Stored data:
━━━━
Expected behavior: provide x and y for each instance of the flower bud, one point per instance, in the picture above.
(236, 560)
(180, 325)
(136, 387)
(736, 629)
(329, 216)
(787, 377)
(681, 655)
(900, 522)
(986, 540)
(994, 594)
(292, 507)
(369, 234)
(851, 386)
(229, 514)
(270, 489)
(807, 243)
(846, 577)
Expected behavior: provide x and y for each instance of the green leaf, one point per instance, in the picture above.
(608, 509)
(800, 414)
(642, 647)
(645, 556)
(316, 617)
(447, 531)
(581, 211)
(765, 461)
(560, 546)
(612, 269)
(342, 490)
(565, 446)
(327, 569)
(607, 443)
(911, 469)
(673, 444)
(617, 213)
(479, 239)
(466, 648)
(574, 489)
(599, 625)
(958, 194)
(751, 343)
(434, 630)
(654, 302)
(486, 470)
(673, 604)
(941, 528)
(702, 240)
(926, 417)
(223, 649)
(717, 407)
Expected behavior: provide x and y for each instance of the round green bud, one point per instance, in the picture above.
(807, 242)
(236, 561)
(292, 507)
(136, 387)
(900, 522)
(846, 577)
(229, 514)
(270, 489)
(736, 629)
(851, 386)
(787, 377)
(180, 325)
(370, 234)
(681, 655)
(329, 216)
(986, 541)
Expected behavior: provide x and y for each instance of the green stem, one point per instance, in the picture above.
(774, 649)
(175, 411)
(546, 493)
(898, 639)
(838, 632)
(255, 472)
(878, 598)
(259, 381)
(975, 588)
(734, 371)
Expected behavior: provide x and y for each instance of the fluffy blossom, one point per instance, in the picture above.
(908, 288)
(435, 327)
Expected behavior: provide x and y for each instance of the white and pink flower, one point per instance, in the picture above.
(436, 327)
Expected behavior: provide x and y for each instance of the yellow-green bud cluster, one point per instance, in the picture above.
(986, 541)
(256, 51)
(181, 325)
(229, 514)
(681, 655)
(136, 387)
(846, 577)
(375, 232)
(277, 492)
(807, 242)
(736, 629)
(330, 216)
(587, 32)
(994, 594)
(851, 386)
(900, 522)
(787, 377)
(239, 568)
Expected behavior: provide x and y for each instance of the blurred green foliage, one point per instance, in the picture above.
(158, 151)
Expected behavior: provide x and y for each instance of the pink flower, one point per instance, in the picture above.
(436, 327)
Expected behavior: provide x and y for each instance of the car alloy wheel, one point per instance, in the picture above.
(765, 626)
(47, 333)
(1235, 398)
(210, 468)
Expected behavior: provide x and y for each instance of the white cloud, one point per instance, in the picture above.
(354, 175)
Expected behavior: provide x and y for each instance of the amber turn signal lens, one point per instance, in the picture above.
━━━━
INSTRUCTIONS FOR THE TASK ▸ Your reply should consist of the records, duplicated exactly.

RESULT ▸
Expected behavior: provide x and y for each instance of the flower bud, one point per instance, in the picture above.
(236, 560)
(180, 325)
(136, 387)
(736, 629)
(329, 216)
(787, 377)
(681, 655)
(900, 522)
(986, 540)
(994, 594)
(292, 507)
(369, 234)
(851, 386)
(229, 514)
(270, 489)
(807, 243)
(846, 577)
Expected behavior: provide x and y for each instance of the green leaf, one point per instance, in the picture above.
(608, 509)
(800, 414)
(642, 647)
(645, 556)
(316, 617)
(447, 531)
(581, 211)
(765, 461)
(560, 546)
(612, 269)
(342, 490)
(565, 446)
(327, 569)
(607, 443)
(911, 469)
(673, 444)
(617, 213)
(479, 239)
(466, 648)
(574, 489)
(599, 625)
(958, 194)
(751, 343)
(434, 630)
(654, 302)
(486, 470)
(673, 604)
(941, 528)
(702, 240)
(926, 417)
(223, 649)
(717, 407)
Expected behavior: provide x and y for each instance of the round green bud, one point per instance, in the picture above.
(807, 242)
(236, 561)
(292, 507)
(136, 387)
(900, 522)
(846, 577)
(229, 514)
(270, 489)
(736, 629)
(851, 386)
(787, 377)
(180, 325)
(370, 234)
(681, 655)
(329, 216)
(986, 541)
Expected behavior: provide x and y for each instance of the green stem, one point per instance, in the picture above.
(774, 649)
(175, 411)
(546, 493)
(898, 639)
(838, 632)
(255, 472)
(878, 598)
(259, 381)
(975, 588)
(734, 371)
Expected behavior: provide x and y for each instance of the fluffy blossom, one point per instance, in the picture above.
(908, 288)
(435, 327)
Expected behavior: provide x and y for each instance of the white and pink flower, one point per instance, in the picture above.
(436, 327)
Expected behavior: provide x and y for each instance of the yellow-green bud cluster, one point per instance, in the picture above.
(986, 541)
(256, 51)
(181, 325)
(229, 514)
(681, 655)
(136, 387)
(846, 577)
(375, 232)
(277, 492)
(807, 242)
(736, 629)
(330, 216)
(587, 32)
(994, 594)
(851, 386)
(900, 522)
(787, 377)
(239, 568)
Expected behavior: provide x and y for each instance of the blurred green foliage, one point per instance, in the picture above.
(158, 151)
Expected behavior: provide x and y for each instance of the pink flower, one point per instance, in the picture above.
(436, 327)
Expected behavior: provide x and y for each instance of the car alloy wheel, one point per instance, in the picture above.
(765, 626)
(47, 333)
(1235, 398)
(210, 468)
Expected behavior: provide x and y for each instance of the white cloud, one point per instance, in the picture above.
(354, 175)
Expected behavior: provide x and y for each instance of the amber turn signal lens, one point per instance, in the picture above.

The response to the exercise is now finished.